● KUTIPAN DOKUMEN:
++++++++++++++++++++

Kegembiraan hidup semakin terasa sulit, penghargaan akan martabat sesama berkurang, kekerasan meningkat, ketimpangan semakin dirasa, belum lagi ada gejala munculnya kuasa-kuasa baru yang sering tak ternama.
Pergilah
“Mas mohon maaf. Mau tanya. Di mana rumah Pak Yono, yang jadi guru SD?,” tanyaku sekali waktu di perjalanan mau kunjungan pastoral.
“Oh. Ya. Itu di sana. Kira-kira 200 meter dari sini belok ke kanan, di ujung sawah belok kanan, terus lagi, kira-kira 50 meter, itulah rumahnya. Sudah dekat kok. Satu-satunya rumah kayu, berpagar tanaman,” jawab orang di jalan.
Saya senang, dengan mudah bisa menemukan rumah itu.
Kejujuran menunjukkan arah membantu saya.
“Pak, maaf, inikah rumah Pak Yono, guru? Saya frater,” kataku menyapa.
“Betul, saya sendiri. Oh, monggo frater, monggo. Mlebet mawon, Ter,” jawab Pak Yono.
Suasana pun menjadi akrab dan kami seperti sudah saling kenal.
“Sibuk ya Pak? Sedang ada acarakah?,” tanyaku kepo.
“Nggak kok Romo. Ini masyarakat di sekitar sini sedang mengumpulkan hasil panen. Saya bantu menjualkan dengan harga yang lebih tinggi daripada dibeli oleh tengkulak. Hanya sekali dalam sepekan kok.

++++++++++++++++++++

● BAHAN MASUKAN:

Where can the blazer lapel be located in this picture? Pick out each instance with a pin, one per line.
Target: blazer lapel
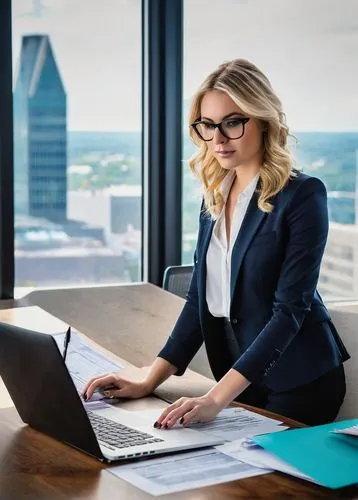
(250, 225)
(209, 225)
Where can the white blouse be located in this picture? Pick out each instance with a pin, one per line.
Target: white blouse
(218, 257)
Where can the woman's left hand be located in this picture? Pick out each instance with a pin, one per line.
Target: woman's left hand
(186, 410)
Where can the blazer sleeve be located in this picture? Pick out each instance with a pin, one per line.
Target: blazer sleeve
(307, 218)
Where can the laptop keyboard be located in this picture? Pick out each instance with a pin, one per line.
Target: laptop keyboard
(119, 435)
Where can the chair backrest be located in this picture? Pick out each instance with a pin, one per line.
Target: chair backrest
(176, 279)
(346, 324)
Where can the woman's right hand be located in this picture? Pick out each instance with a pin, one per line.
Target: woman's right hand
(113, 385)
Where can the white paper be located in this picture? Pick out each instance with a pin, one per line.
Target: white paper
(248, 451)
(83, 361)
(180, 472)
(349, 431)
(231, 424)
(235, 423)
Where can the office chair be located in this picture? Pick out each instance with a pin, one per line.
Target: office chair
(176, 279)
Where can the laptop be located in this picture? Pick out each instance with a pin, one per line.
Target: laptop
(46, 398)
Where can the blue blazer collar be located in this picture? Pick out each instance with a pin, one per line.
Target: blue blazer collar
(253, 219)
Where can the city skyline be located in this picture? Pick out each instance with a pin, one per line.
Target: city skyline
(308, 49)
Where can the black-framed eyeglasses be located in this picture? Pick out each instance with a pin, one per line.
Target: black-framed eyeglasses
(231, 128)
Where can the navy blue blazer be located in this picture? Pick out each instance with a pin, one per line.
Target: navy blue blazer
(284, 331)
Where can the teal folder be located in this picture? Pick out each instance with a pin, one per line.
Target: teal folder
(317, 452)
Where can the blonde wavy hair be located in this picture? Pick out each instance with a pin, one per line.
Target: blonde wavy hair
(251, 90)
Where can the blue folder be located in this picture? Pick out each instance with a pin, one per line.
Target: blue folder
(317, 452)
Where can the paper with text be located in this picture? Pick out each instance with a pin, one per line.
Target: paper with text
(83, 361)
(180, 472)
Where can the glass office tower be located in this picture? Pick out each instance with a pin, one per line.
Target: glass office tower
(40, 139)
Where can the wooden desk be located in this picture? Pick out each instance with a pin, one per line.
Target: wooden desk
(35, 466)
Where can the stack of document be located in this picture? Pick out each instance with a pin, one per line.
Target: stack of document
(196, 469)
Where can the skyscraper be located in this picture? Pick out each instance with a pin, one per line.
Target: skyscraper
(40, 137)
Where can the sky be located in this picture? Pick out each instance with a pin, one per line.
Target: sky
(308, 49)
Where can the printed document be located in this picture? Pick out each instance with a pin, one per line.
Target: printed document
(83, 361)
(348, 431)
(248, 451)
(184, 471)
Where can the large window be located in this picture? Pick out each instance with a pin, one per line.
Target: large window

++++++++++++++++++++

● DAFTAR TUGAS:
A – Sunting bagian daftar mulai dari baris yang memuat "Where can the wooden" sampai akhir daftar dengan mengganti "printed document" menjadi "printed sheet", tanpa mengubah apa pun selain itu. Tuliskan hanya bagian tersebut.
B – Teruskan kisah kunjungan pastoral itu mulai dari kalimat terakhirnya.
Kisah kunjungan pastoral dan daftar di atas merupakan dua bahan yang berdiri sendiri.

● JAWABAN TUGAS:
A –
Where can the wooden desk be located in this picture? Pick out each instance with a pin, one per line.
Target: wooden desk
(35, 466)
Where can the stack of document be located in this picture? Pick out each instance with a pin, one per line.
Target: stack of document
(196, 469)
Where can the skyscraper be located in this picture? Pick out each instance with a pin, one per line.
Target: skyscraper
(40, 137)
Where can the sky be located in this picture? Pick out each instance with a pin, one per line.
Target: sky
(308, 49)
Where can the printed sheet be located in this picture? Pick out each instance with a pin, one per line.
Target: printed sheet
(83, 361)
(348, 431)
(248, 451)
(184, 471)
Where can the large window be located in this picture? Pick out each instance with a pin, one per line.
Target: large window

B –
Hasil penjualan kami belikan bahan-bahan keperluan rumah tangga, seperti minyak, kecap, mie, garam, bawang putih, bawang merah, ikan asin, dan yang dibutuhkan komunitas kami.
Keuntungan 50% dibagi rata dan yang lain ditabung dan pada akhir tahun dibagikan lagi semua.
Yah beginilah hidup kami di desa, Ter. Transportasi masih terbatas. Kebetulan saya punya mobil bak terbuka,” jelas Pak Yono, guru yang kucari.
“Sudah berapa lama jalani usaha ini?”
“Adalah 15 tahun, Ter. Kami sudah saling mengenal. Anak-anak mereka itu juga menjadi murid-murid saya. Kami di sini rukun, kendati saya satu-satunya yang Katolik. Tidak ada masalah. Bahkan saya dianggap sebagai sesepuh. Kalau ada acara atau hajatan apa pun, saya pasti diundang. Malah sering diminta memberi sambutan. Rumah saya terbuka untuk anak-anak belajar tambahan,” jelasnya.
Di balik sikap sederhana ini, Pak Yono menjalani fungsinya sebagai kepala SDN.
Ia melayani dan berjalan bersama masyarakat, bersama meningkatkan ekonomi mikro, dan mengupayakan anak-anak tetap sekolah.
Sebuah komunitas kecil yang berkomitmen.
Berbagi hidup dan keprihatinan.
Saya lalu ingat akan kata-kata ini.
“Bila setiap orang ingin menjadi pembawa kebenaran subjektifnya sendiri, maka akan sulit bagi yang lain mau berperan dalam kebersamaan yang melampaui minat dan kepentingan pribadi.”
Kata Yesus,” Aku juga tidak mengatakan kepadamu dengan kuasa manakah aku melakukan hal-hal itu.” ay 33b.
Yesus Tuhan, mampukan kami melayani-Mu di mana Engkau ingin disamakan dalam diri sesama. Amin.
Salam sehat dan semangat
Tuhan memberkati.
Berkah Dalem.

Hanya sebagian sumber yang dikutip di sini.